-- Records provided follows --

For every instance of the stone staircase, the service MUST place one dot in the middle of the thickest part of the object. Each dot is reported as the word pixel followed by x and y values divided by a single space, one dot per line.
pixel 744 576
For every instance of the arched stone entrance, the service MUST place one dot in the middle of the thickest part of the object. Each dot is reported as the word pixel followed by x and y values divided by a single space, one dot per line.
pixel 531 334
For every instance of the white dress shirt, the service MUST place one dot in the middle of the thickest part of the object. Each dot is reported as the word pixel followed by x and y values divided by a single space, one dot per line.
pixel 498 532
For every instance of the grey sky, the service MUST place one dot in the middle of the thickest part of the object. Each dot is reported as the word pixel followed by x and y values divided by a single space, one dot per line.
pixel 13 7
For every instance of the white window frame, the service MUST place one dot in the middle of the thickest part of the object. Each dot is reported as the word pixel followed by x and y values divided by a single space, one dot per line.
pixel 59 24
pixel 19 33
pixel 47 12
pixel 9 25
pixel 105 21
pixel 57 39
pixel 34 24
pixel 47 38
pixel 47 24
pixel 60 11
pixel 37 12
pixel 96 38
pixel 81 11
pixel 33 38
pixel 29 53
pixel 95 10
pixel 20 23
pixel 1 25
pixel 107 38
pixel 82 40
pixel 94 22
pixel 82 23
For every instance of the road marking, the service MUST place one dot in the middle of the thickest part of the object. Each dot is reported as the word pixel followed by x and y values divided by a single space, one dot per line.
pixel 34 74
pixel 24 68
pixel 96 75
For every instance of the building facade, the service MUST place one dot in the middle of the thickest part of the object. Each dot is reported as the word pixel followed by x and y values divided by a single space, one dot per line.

-- Records provided concluded --

Exercise instructions –
From the line with "For every instance of the white dress" to the final line of the data above, please reproduce every line exactly and add nothing.

Response area –
For every instance of the white dress shirt, the service MUST place one dot in the middle of the thickest part of the object. Each dot is reported as the word pixel followed by x and y values divided by a single space, one dot per line.
pixel 498 532
For every instance of the grey sky, the service MUST place one dot in the middle of the thickest part of the object. Each dot is reported as the word pixel followed by x and y values divided by a single space, one dot per line.
pixel 13 7
For every instance of the white window frame, the service MUST place one dot in the middle of the thickest part of the object. Each dot is reported as the word pixel followed by x and y values divided by a single space, one dot per line.
pixel 59 24
pixel 19 33
pixel 47 12
pixel 9 25
pixel 105 21
pixel 57 39
pixel 34 24
pixel 47 38
pixel 47 24
pixel 60 11
pixel 37 12
pixel 96 38
pixel 81 11
pixel 33 38
pixel 29 53
pixel 95 10
pixel 20 23
pixel 1 25
pixel 107 38
pixel 82 40
pixel 94 22
pixel 82 23
For every instance of the road marking, the service MUST place one dot in the middle of the thickest part of the object. Each dot is reported as the word pixel followed by x and y values divided by a single space, one dot per line.
pixel 34 74
pixel 24 68
pixel 96 75
For every instance of the building facade, the service MUST place one dot in the middle of the thickest part of the object. Each dot is reported as the word pixel followed by x and y values divided by a single space, one dot per line.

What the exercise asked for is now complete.